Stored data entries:
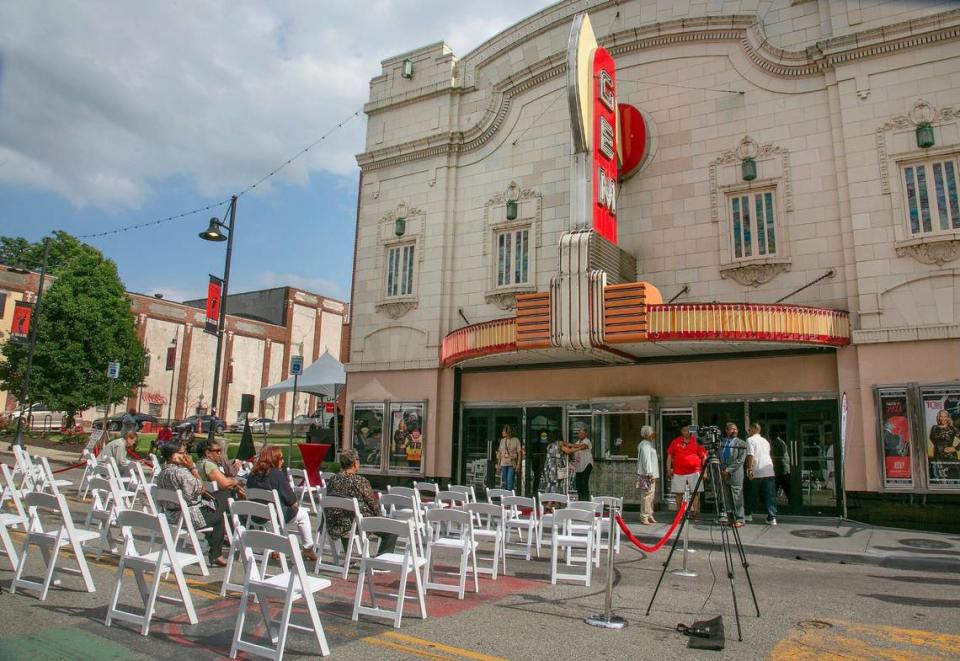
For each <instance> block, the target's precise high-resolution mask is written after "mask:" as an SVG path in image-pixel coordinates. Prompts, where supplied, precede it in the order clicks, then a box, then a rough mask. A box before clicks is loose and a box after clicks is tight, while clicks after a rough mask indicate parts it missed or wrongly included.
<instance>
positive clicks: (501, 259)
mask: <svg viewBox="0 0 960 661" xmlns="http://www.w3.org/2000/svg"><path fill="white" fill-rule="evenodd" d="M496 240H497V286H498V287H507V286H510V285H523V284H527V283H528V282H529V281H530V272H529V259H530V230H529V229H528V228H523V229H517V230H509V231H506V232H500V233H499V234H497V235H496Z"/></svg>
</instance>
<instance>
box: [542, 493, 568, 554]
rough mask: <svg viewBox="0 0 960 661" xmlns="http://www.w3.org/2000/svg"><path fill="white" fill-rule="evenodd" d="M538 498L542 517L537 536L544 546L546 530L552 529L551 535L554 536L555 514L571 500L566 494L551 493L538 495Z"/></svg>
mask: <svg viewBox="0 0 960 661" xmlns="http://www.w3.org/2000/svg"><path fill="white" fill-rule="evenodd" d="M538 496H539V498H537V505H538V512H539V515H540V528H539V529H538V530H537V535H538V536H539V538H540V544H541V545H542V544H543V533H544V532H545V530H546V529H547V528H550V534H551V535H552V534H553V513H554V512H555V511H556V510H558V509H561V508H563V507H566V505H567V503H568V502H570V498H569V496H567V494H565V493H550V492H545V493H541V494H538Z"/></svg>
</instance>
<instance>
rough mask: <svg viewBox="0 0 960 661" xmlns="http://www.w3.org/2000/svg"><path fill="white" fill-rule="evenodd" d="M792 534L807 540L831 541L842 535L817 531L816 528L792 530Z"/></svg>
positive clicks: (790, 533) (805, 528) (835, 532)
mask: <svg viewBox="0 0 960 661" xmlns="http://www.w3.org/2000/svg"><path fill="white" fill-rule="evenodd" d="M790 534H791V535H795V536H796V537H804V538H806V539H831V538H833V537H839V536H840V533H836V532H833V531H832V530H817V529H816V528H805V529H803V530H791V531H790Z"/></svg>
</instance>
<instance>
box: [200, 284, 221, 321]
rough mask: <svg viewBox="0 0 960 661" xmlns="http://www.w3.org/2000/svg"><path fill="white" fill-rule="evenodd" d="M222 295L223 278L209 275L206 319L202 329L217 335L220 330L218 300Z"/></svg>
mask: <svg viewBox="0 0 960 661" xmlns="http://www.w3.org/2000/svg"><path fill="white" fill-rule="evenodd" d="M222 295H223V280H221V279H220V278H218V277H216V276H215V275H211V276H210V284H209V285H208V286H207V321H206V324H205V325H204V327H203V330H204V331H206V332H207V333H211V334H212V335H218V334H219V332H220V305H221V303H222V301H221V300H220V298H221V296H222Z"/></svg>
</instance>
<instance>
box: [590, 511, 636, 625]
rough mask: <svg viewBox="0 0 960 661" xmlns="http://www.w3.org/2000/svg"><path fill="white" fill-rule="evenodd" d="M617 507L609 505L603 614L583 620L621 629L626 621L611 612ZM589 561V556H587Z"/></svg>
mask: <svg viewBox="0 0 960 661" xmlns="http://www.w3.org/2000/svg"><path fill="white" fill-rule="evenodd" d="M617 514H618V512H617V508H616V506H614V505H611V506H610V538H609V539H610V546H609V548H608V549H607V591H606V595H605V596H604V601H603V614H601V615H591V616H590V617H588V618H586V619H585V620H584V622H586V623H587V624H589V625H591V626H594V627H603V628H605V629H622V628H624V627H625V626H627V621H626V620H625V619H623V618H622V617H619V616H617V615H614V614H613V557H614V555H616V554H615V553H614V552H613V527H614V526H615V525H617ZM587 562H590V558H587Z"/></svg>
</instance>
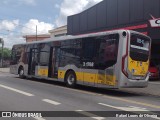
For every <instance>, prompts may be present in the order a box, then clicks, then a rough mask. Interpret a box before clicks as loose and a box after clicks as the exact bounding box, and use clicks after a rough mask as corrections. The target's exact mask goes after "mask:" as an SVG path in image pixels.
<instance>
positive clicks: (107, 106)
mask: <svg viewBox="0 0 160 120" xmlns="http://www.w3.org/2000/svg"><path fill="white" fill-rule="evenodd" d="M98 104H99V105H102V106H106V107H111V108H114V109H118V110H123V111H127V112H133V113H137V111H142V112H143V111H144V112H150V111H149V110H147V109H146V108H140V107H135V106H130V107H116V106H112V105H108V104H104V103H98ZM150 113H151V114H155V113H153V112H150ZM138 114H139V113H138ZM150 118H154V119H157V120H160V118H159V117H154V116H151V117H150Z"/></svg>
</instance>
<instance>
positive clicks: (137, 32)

● **Task instructions**: Apart from the pictures, all of the data must be duplicated exactly as shown above.

● **Output below**:
For each <instance> block, the target's precise high-resolution mask is written after "mask:" as an SVG path in image-pixel coordinates. Prompts, where supplied, precede it in the order clicks, then a box, then a rough mask. A box before clicks is loose and a box after clicks is tight, while clicks after a rough mask indicate parts it missed or wrongly included.
<instance>
positive clicks: (501, 259)
mask: <svg viewBox="0 0 960 661" xmlns="http://www.w3.org/2000/svg"><path fill="white" fill-rule="evenodd" d="M496 240H497V286H498V287H507V286H510V285H523V284H527V283H528V282H529V281H530V272H529V259H530V230H529V229H528V228H523V229H517V230H509V231H506V232H500V233H499V234H497V235H496Z"/></svg>
</instance>
<instance>
box: [542, 493, 568, 554]
rough mask: <svg viewBox="0 0 960 661" xmlns="http://www.w3.org/2000/svg"><path fill="white" fill-rule="evenodd" d="M538 498L542 517L537 536L544 546L546 530L552 529L551 535L554 536L555 514L571 500L566 494L551 493L538 495Z"/></svg>
mask: <svg viewBox="0 0 960 661" xmlns="http://www.w3.org/2000/svg"><path fill="white" fill-rule="evenodd" d="M538 496H539V498H537V505H538V512H539V515H540V528H539V529H538V530H537V535H538V536H539V538H540V544H541V545H542V544H543V533H544V532H545V530H546V529H547V528H550V534H551V535H552V534H553V513H554V512H555V511H556V510H558V509H561V508H563V507H566V505H567V503H568V502H570V498H569V496H567V494H565V493H550V492H545V493H541V494H538Z"/></svg>
</instance>
<instance>
rough mask: <svg viewBox="0 0 960 661" xmlns="http://www.w3.org/2000/svg"><path fill="white" fill-rule="evenodd" d="M792 534L807 540L831 541L842 535L817 531L816 528L792 530Z"/></svg>
positive clicks: (790, 533) (805, 528) (835, 532)
mask: <svg viewBox="0 0 960 661" xmlns="http://www.w3.org/2000/svg"><path fill="white" fill-rule="evenodd" d="M790 534H791V535H795V536H796V537H804V538H806V539H831V538H833V537H839V536H840V533H836V532H833V531H832V530H817V529H816V528H805V529H803V530H791V531H790Z"/></svg>
</instance>
<instance>
box: [200, 284, 221, 321]
rough mask: <svg viewBox="0 0 960 661" xmlns="http://www.w3.org/2000/svg"><path fill="white" fill-rule="evenodd" d="M222 295L223 278L209 275L206 319L202 329L217 335L220 330L218 300Z"/></svg>
mask: <svg viewBox="0 0 960 661" xmlns="http://www.w3.org/2000/svg"><path fill="white" fill-rule="evenodd" d="M222 295H223V280H221V279H220V278H218V277H216V276H215V275H211V276H210V284H209V285H208V286H207V321H206V324H205V325H204V327H203V330H204V331H206V332H207V333H211V334H212V335H218V334H219V332H220V305H221V303H222V301H221V300H220V298H221V296H222Z"/></svg>
</instance>
<instance>
box: [590, 511, 636, 625]
rough mask: <svg viewBox="0 0 960 661" xmlns="http://www.w3.org/2000/svg"><path fill="white" fill-rule="evenodd" d="M617 507L609 505L603 614L583 620L621 629L626 621L611 612ZM589 561V556H587Z"/></svg>
mask: <svg viewBox="0 0 960 661" xmlns="http://www.w3.org/2000/svg"><path fill="white" fill-rule="evenodd" d="M617 514H618V512H617V508H616V506H614V505H611V506H610V538H609V539H610V546H609V548H608V549H607V591H606V595H605V596H604V601H603V614H601V615H591V616H590V617H588V618H586V619H585V620H584V622H586V623H587V624H589V625H591V626H594V627H603V628H605V629H622V628H624V627H625V626H627V621H626V620H625V619H623V618H622V617H619V616H617V615H614V614H613V557H614V555H616V554H615V553H614V552H613V527H614V526H615V525H617ZM587 562H590V558H587Z"/></svg>
</instance>
For every <instance>, prompts may be present in the order a box, then clicks, then a rough mask. Interpret a box before clicks as loose and a box after clicks as the exact bounding box, and use clicks after a rough mask as corrections. The target's exact mask goes after "mask:" as an SVG path in image pixels.
<instance>
positive clicks: (107, 106)
mask: <svg viewBox="0 0 160 120" xmlns="http://www.w3.org/2000/svg"><path fill="white" fill-rule="evenodd" d="M98 104H99V105H102V106H106V107H111V108H114V109H118V110H123V111H127V112H133V113H137V111H142V112H143V111H144V112H150V111H149V110H147V109H146V108H140V107H135V106H130V107H116V106H112V105H108V104H104V103H98ZM150 113H151V114H155V113H153V112H150ZM138 114H139V113H138ZM150 118H154V119H157V120H160V118H159V117H154V116H151V117H150Z"/></svg>
</instance>
<instance>
positive clicks: (137, 32)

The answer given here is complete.